Exercise passage -
-------------------------

As your organization conducts more and more online surveys, eventually it runs into issues coordinating survey requests across the range of potential respondents.

One solution is panel management software, to centrally manage your respondents and those who have access to them via surveys. But before you can begin to evaluate the dozens of great suppliers out there, you need to make sure you understand your own requirements.

Most panel management systems support powerful questionnaires, rich panel profiles, and detailed reports. But they differ in many ways. The following questions will help you get at key points of differentiation between systems.

The Basics

Some panel management software charges by user, some by panel size, and some by the number of survey responses. So these become key questions when comparing systems.

How many panelists (potential survey respondents) do you plan on storing in the system?

How many survey responses will you want to collect over a year?

How many different people within your organization and your partner research organizations will be able to log in to the system? How many will be creating surveys? How many will just be reviewing reports? Different classes of users sometimes are priced differently.

Do you want a hosted solution or software that you will install on your own servers?

Integration

If you will have dozens or hundreds of users, do you want Single Sign On support, so that they don’t need separate user names and passwords to log in to the panel management system?

Will you automatically empanel respondents by adding details from other systems, such as your CRM system, a customer service portal, or your web site?

If you are recruiting panelists from across the Internet, do you want new panelists to be able to sign up using their Facebook or LinkedIn accounts, thereby giving you much more information about them?

-------------------------

Data provided -
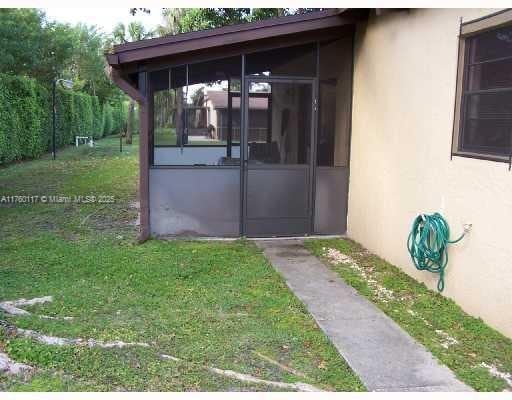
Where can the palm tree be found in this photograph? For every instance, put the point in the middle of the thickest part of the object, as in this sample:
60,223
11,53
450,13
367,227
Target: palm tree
124,34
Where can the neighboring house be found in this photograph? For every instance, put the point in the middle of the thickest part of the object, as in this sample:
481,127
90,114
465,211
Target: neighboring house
216,102
415,104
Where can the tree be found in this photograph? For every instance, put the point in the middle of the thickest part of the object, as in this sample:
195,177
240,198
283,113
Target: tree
123,34
180,20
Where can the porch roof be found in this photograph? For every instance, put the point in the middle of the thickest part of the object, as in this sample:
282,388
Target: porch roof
247,34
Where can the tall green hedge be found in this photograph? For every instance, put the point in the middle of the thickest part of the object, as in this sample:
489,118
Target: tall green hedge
26,117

-------------------------

Exercise requirements -
a – In the text on panel management software, what three bases do different systems use for pricing?
b – Carry on the text about panel management software from its final sentence.

Responses to the exercise -
a – Some charge by user, some by panel size, and some by the number of survey responses.

b –
Panel Membership

Different classes of software with panel management functionality often have quite different views on where members come from: enterprise feedback management systems are typically about empaneling customers, community panel providers are focused on MROCs (Market Research Online Communities), and branded panels offer subsets of their panel supplier’s respondents.

Do you want panelists to be able to talk with one another in community forums?

Do you want integration with a panel company to assist you in recruiting panelists?

What type of incentives will panelists require to complete surveys? No incentives (typical for customers), point-based incentives with rewards catalogs (typical for general panels), or financial incentives (needed for specialty panels with in-demand audiences like IT directors or medical professionals)?

Questionnaire Functionality

Every system now offers rich questionnaire design capabilities. But they do differ on some of the latest advances in automation.

Will you be performing choice exercises, such as conjoint or MaxDiff?

Do you want to support gamification exercises in addition to standard questions?

Do you want surveys that can easily be taken on mobile devices?

Conclusion

Once you’ve given more thought to your own requirements, you will be better able to evaluate the competing panel management software platforms on the market today.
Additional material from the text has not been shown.